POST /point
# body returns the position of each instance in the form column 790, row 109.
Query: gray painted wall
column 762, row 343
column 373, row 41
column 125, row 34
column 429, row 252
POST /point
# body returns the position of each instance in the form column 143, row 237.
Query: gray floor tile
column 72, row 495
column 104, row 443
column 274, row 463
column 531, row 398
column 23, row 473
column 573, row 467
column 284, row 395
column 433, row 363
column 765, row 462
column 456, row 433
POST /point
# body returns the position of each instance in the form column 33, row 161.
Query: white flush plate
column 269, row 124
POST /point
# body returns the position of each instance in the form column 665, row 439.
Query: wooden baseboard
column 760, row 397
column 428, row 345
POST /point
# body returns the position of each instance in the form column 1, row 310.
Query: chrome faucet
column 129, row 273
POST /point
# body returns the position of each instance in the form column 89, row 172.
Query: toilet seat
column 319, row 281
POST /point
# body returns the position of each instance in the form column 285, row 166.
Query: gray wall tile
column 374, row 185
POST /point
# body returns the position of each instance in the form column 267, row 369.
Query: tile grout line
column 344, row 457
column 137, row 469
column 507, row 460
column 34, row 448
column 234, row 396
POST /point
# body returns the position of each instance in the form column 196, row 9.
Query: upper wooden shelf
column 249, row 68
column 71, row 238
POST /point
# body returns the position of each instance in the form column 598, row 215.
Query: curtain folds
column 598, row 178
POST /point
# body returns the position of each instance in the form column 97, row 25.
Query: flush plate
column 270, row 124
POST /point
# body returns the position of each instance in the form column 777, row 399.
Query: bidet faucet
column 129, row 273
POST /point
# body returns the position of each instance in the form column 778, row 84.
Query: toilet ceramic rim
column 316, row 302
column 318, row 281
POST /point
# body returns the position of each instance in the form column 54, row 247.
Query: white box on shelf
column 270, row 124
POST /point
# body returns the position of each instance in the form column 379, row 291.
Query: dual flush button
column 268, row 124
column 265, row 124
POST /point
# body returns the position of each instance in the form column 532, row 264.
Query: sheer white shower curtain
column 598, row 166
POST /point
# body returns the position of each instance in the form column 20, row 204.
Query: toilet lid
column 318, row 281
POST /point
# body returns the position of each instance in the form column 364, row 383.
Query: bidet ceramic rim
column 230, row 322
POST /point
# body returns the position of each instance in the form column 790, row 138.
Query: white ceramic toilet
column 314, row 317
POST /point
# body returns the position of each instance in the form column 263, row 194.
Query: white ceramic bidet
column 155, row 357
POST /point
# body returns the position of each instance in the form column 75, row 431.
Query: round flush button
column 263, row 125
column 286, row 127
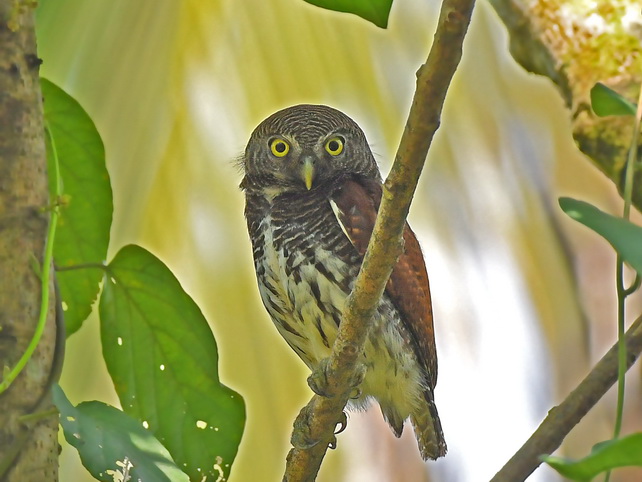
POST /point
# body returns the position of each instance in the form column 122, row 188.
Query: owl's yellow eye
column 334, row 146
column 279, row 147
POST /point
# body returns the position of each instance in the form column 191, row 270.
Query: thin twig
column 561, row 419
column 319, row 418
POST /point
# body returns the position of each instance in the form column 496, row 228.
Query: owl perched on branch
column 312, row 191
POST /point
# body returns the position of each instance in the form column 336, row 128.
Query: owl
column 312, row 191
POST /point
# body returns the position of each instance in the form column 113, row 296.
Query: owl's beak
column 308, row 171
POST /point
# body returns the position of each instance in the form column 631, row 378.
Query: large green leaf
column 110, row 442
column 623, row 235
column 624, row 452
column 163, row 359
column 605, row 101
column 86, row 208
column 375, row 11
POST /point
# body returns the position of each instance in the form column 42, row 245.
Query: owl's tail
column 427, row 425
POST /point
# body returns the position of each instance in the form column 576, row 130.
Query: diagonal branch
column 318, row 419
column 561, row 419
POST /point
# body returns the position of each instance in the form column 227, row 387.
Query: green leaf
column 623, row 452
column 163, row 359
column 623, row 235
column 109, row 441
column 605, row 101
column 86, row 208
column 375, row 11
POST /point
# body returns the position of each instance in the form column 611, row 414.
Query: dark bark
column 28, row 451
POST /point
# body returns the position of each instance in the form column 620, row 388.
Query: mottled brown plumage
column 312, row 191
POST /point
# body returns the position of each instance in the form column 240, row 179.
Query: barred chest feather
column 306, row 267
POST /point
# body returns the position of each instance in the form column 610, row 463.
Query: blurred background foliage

- - - -

What you need to do: Copy out the listing word for word, starting with its first line and going on through the line with "column 429, row 252", both included.

Written solution:
POST /point
# body returns the position of each instance in the form column 790, row 109.
Query: gray painted wall
column 762, row 343
column 373, row 41
column 125, row 34
column 429, row 252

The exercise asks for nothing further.